[Opening RECORD EXTRACTS section]

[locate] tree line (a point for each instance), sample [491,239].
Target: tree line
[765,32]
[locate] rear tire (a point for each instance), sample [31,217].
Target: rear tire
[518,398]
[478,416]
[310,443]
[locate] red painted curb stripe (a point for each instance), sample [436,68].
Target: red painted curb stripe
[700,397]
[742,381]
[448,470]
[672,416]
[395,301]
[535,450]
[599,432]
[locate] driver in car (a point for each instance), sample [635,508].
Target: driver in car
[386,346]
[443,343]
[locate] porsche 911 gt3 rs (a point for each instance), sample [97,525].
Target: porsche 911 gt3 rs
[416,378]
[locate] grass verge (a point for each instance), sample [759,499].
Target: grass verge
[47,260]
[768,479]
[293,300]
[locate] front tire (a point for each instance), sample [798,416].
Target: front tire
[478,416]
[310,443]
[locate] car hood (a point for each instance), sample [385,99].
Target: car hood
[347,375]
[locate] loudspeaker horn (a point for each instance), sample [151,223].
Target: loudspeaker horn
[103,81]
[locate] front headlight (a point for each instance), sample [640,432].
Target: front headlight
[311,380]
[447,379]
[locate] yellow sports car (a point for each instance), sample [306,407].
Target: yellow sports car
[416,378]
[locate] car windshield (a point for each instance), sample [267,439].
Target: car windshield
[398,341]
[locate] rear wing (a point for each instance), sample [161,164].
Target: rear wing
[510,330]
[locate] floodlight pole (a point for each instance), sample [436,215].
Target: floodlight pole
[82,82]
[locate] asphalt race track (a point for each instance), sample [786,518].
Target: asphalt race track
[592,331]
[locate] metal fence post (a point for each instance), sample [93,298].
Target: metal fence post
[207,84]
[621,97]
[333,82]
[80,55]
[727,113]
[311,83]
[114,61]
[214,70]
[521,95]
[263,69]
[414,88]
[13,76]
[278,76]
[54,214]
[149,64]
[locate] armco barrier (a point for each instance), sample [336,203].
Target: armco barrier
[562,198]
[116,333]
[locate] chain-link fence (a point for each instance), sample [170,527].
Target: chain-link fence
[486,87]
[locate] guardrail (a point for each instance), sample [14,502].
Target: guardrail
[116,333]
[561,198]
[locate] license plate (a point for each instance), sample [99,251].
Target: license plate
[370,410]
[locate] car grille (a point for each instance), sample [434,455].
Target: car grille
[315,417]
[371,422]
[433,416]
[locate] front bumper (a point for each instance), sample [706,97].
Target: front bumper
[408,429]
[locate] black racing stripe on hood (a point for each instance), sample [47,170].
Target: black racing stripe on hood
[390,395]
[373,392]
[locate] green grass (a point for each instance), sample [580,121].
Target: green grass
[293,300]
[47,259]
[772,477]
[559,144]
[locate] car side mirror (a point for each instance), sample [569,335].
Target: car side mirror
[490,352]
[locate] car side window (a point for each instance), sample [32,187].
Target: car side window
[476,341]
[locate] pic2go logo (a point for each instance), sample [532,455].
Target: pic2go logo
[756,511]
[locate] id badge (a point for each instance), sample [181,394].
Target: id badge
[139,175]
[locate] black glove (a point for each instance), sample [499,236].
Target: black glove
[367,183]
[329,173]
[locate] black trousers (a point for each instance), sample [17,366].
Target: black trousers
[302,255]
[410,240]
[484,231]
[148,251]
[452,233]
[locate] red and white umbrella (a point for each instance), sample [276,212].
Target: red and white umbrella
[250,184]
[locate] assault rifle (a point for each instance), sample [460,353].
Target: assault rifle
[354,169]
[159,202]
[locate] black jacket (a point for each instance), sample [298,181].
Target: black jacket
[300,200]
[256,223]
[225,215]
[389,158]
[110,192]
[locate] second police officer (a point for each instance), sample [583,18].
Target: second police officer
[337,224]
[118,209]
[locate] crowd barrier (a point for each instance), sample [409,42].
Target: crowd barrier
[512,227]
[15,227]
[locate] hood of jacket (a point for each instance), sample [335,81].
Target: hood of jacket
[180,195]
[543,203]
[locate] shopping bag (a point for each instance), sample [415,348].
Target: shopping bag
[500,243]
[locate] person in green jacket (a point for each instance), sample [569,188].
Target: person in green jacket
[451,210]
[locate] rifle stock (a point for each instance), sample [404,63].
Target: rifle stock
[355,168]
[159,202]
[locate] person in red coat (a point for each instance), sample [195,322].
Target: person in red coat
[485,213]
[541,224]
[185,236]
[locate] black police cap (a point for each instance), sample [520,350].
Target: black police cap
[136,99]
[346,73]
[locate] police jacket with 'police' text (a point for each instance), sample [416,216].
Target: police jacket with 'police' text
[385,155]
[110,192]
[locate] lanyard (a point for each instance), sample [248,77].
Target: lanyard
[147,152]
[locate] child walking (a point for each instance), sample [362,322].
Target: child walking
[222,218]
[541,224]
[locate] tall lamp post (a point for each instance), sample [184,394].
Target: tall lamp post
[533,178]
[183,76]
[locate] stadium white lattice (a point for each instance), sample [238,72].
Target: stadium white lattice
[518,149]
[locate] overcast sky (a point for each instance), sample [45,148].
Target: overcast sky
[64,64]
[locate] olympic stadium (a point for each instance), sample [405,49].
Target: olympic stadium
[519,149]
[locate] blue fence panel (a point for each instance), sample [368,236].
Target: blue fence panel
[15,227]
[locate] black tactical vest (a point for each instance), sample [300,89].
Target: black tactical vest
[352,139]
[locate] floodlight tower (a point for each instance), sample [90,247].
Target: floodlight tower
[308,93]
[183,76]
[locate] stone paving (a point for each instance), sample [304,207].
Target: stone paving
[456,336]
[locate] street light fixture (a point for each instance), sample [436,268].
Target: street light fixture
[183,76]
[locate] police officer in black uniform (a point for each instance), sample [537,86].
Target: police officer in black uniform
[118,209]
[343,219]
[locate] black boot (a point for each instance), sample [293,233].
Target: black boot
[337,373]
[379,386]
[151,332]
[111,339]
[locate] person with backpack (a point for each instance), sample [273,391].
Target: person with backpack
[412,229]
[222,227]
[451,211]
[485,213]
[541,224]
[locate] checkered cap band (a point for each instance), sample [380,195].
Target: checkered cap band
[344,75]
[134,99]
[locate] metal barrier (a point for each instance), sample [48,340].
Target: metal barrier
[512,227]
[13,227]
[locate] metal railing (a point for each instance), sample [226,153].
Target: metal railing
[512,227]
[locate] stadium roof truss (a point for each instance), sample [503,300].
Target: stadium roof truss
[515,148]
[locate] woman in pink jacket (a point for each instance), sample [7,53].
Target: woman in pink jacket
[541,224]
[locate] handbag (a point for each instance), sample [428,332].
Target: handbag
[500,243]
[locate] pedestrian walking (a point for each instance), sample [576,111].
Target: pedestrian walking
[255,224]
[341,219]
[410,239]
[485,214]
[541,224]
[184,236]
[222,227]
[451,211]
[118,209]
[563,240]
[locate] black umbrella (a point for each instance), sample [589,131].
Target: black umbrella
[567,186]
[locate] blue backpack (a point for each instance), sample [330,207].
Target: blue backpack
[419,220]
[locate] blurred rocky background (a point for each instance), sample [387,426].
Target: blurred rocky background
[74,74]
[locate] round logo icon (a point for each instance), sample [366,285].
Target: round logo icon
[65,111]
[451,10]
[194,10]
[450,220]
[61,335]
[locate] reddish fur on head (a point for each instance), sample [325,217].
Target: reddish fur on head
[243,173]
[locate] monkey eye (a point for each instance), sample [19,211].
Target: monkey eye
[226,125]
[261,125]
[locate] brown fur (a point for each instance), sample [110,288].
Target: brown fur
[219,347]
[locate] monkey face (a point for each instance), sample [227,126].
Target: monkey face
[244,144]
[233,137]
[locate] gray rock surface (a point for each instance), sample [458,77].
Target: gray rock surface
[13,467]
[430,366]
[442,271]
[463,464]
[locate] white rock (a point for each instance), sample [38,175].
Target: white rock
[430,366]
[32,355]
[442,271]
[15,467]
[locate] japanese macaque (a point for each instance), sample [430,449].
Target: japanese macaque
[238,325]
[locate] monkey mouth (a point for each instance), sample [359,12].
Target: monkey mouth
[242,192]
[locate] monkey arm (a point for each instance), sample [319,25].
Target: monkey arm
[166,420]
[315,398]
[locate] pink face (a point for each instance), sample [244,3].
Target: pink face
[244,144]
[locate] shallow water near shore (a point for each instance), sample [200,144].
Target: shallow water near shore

[Closing RECORD EXTRACTS section]

• ACTION ITEM: Each line in the listing that contains "shallow" should be returned.

• OUTPUT:
[locate] shallow water near shore (a point for each instance), sample [200,144].
Target: shallow water near shore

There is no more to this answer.